„We protect and feed you, and you protect and feed us.“
Eine Vampirin auf der Suche nach ihrer Identität
Sie wacht in einer Höhle auf, schwer verletzt und blind. Sie weiß nicht, wer sie ist oder was ihr passiert ist, aber sie hat Hunger. So groß, dass sie jedes Tier erlegt, das ihren Weg kreuzt, und nach und nach erholt sich ihr Körper, ihr Augenlicht kehrt zurück. In der Nähe findet sie die verbrannten Ruinen einer kleinen Gemeinschaft, vielleicht hat sie dort gelebt, doch die Erinnerung bleibt verschollen. Auf einer Landstraße gabelt sie der junge Wright auf, der ihr kurzerhand den Namen Renee gibt. Und da erinnert sie sich: Sie braucht Blut zum Leben. Wright scheint es zu gefallen, wenn sie von ihm trinkt, und so finden sie ein Arrangement. Doch wer oder was ist sie?
Eine einfallsreiche Neuinterpretation des Genres
Als großer Vampir-Fan bin ich immer auf der Suche nach Geschichten, die sich von den üblichen Stereotypen lösen und dem Genre neue Impulse geben. Was genau mich an Octavia E. Butlers „Fledgling“ reizte, weiß ich nicht mehr, doch das Buch landete irgendwann auf meinem Lesestapel, wo es über ein Jahr lang liegenblieb, während ich mich erst mal von diversen Dystopien herunterziehen ließ. Als ich endlich mit der Lektüre begann, war ich von der ersten Seite an gefesselt.
(Hier steht eine freundliche Spoiler-Warnung.)

——————

— AUFGABE —
Gib bitte den Abschnitt der Rezension wieder, beginnend mit „Eine einfallsreiche Neuinterpretation“ und weiter bis einschließlich „eine freundliche Spoiler-Warnung.)“, und ersetze darin „Lesestapel“ durch „Bücherstapel“.

— Eine Folge von Einträgen —
——————

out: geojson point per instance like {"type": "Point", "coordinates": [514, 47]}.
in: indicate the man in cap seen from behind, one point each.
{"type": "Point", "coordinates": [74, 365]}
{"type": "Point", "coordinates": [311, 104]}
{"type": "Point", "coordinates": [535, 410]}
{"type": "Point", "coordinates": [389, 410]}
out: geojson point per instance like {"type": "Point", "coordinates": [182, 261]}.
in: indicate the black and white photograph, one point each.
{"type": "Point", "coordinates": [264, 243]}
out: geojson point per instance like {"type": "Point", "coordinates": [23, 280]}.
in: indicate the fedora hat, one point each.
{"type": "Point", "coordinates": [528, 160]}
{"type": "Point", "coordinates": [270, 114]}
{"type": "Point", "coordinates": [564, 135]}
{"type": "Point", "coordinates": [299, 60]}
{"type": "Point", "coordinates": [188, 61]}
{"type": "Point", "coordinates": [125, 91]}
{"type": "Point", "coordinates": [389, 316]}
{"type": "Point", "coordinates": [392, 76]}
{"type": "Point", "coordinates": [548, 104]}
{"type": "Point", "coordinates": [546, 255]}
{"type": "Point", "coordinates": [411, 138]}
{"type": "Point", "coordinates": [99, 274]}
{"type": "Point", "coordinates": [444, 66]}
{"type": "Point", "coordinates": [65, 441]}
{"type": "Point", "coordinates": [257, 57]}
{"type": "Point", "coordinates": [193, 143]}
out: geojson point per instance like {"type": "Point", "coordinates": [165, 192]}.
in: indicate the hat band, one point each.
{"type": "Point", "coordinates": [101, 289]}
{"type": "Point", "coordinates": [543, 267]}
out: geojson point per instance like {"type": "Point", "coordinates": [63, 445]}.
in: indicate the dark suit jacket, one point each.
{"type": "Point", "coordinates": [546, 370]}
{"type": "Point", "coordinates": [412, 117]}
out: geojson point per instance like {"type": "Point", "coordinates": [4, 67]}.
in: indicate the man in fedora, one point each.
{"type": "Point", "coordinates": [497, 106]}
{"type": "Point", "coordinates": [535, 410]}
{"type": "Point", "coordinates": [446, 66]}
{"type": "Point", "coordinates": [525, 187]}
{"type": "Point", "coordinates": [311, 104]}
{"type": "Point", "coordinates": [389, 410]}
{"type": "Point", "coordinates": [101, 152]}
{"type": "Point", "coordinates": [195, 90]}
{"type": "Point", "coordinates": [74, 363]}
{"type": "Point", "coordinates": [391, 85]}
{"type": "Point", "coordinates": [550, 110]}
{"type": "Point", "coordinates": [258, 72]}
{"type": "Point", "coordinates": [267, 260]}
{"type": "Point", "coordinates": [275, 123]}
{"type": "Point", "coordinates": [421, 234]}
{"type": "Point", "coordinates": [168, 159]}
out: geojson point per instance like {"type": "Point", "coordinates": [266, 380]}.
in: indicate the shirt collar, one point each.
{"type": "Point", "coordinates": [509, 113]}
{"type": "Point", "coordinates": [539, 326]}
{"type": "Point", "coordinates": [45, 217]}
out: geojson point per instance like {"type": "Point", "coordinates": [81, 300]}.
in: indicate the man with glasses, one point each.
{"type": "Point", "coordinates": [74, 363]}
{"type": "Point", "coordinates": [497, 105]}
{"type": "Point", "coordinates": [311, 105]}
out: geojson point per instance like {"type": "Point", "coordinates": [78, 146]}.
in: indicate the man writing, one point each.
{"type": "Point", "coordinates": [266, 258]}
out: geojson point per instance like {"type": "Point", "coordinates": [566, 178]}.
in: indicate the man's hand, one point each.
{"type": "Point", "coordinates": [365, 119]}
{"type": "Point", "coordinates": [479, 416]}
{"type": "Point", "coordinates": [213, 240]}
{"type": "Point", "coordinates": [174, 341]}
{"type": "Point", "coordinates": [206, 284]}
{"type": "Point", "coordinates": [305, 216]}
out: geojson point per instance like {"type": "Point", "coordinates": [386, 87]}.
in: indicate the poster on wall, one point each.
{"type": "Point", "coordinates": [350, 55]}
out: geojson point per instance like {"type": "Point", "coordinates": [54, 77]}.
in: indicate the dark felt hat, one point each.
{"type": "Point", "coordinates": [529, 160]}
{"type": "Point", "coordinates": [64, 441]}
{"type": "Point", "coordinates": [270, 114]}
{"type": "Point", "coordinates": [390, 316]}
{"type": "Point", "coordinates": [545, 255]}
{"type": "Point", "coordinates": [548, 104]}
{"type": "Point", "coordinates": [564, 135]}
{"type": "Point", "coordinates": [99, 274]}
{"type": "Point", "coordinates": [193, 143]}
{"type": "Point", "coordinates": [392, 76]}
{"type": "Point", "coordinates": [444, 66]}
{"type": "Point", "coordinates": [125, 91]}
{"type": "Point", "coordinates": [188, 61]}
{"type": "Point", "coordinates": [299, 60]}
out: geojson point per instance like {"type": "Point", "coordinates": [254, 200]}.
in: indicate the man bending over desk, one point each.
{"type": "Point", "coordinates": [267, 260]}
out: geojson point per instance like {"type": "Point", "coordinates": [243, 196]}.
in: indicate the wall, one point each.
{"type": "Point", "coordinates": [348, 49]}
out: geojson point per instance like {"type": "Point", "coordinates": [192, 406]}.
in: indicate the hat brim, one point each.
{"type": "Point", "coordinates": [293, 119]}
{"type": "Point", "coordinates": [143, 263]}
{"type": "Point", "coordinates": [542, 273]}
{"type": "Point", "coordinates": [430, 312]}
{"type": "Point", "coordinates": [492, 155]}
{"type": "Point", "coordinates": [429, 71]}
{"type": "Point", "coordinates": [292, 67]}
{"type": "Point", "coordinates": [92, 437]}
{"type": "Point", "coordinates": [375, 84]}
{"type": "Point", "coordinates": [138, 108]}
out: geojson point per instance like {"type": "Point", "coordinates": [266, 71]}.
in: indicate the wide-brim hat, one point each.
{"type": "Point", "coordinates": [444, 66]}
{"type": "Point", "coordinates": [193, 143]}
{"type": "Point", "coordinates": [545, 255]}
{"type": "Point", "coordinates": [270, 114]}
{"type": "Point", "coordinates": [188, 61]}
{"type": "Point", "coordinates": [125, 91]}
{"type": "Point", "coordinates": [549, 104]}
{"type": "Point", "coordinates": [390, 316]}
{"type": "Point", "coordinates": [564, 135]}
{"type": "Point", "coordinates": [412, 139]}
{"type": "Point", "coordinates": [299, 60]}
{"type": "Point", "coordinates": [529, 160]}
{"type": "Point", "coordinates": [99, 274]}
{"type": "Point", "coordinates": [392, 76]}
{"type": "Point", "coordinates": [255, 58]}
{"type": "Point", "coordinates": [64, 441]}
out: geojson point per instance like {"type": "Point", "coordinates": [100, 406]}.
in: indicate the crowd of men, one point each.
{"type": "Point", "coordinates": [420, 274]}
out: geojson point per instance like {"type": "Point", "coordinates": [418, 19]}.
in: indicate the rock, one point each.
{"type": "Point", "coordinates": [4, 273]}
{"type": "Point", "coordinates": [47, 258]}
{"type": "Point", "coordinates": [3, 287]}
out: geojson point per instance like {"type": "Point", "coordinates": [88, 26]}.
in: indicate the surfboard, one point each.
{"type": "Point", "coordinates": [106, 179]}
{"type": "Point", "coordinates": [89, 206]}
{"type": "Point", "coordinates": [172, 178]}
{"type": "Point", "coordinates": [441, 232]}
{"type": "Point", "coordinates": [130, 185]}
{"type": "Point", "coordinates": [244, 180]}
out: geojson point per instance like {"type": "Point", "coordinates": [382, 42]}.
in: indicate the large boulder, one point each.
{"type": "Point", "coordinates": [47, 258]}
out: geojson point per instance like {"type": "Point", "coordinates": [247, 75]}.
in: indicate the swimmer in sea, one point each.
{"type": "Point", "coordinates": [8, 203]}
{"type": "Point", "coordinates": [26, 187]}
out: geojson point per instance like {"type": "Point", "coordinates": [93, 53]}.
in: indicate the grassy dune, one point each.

——————

— LÖSUNG —
Eine einfallsreiche Neuinterpretation des Genres
Als großer Vampir-Fan bin ich immer auf der Suche nach Geschichten, die sich von den üblichen Stereotypen lösen und dem Genre neue Impulse geben. Was genau mich an Octavia E. Butlers „Fledgling“ reizte, weiß ich nicht mehr, doch das Buch landete irgendwann auf meinem Bücherstapel, wo es über ein Jahr lang liegenblieb, während ich mich erst mal von diversen Dystopien herunterziehen ließ. Als ich endlich mit der Lektüre begann, war ich von der ersten Seite an gefesselt.
(Hier steht eine freundliche Spoiler-Warnung.)